**Point-per-instance localization data**
──────────

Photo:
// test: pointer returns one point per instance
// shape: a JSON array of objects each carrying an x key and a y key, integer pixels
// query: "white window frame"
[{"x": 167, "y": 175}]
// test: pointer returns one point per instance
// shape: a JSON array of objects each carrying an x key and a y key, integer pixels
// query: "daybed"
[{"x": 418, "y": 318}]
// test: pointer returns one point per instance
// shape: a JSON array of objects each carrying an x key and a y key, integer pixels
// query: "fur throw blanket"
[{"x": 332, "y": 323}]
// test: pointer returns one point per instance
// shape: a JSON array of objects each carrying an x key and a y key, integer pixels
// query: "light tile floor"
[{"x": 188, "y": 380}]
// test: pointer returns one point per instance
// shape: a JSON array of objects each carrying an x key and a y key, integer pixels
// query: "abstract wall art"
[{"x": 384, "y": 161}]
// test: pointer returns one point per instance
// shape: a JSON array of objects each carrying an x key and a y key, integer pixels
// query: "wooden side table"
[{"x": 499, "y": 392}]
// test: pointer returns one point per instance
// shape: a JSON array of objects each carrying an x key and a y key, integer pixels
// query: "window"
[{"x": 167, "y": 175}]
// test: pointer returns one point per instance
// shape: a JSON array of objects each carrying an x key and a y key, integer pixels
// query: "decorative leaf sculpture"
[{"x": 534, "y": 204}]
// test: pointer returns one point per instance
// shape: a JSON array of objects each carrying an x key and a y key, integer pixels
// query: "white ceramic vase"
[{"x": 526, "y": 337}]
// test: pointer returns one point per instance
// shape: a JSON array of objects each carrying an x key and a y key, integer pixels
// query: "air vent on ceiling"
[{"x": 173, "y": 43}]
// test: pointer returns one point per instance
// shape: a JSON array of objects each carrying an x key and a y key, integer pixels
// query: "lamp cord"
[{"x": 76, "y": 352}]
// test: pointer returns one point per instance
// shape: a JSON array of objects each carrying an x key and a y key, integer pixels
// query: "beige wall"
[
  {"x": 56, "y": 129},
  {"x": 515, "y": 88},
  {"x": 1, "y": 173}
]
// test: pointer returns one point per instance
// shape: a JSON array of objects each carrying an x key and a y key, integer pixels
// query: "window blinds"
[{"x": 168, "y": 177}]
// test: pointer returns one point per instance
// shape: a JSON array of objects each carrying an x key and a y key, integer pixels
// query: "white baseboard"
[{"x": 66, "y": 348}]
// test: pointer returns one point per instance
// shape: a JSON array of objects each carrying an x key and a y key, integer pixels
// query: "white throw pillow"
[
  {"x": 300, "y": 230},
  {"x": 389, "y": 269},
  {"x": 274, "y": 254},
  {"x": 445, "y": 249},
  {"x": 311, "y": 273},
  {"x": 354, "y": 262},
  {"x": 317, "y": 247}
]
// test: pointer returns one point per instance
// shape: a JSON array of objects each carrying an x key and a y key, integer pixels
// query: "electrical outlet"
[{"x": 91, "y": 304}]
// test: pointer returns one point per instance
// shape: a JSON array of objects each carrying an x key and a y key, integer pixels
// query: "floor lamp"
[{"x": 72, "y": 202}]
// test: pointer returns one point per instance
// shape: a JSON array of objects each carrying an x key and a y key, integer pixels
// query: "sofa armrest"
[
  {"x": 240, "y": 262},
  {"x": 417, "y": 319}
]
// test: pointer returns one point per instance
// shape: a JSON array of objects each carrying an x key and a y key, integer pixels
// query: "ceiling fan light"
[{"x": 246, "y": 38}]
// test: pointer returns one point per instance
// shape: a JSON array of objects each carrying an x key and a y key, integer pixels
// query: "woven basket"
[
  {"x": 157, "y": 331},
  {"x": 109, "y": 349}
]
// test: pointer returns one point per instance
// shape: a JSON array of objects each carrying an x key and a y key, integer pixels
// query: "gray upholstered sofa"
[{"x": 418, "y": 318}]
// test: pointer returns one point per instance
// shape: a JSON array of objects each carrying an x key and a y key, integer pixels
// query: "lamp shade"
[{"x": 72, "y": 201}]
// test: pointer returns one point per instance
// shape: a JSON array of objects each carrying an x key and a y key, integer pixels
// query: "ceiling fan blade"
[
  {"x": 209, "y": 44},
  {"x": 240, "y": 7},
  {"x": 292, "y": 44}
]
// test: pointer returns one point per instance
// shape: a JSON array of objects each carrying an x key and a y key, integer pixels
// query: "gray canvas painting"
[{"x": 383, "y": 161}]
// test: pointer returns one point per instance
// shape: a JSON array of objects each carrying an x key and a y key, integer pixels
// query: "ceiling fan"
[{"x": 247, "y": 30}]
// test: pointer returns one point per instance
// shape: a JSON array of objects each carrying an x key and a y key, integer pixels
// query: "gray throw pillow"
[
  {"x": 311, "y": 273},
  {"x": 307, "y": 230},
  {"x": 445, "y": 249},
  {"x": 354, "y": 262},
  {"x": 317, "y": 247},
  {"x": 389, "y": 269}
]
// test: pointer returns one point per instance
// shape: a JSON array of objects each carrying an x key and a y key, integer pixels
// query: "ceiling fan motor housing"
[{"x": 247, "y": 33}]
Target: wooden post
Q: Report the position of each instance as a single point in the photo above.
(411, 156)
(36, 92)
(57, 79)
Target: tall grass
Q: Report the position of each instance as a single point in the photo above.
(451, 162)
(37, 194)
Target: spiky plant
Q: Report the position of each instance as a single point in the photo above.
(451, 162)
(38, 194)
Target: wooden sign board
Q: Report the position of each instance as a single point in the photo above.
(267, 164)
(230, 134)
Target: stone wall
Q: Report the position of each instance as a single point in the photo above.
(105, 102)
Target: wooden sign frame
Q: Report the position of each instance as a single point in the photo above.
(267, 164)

──────────

**Aim of the exercise**
Return solely the count of lines in the data above in which the word "sign" occurs.

**Final answer**
2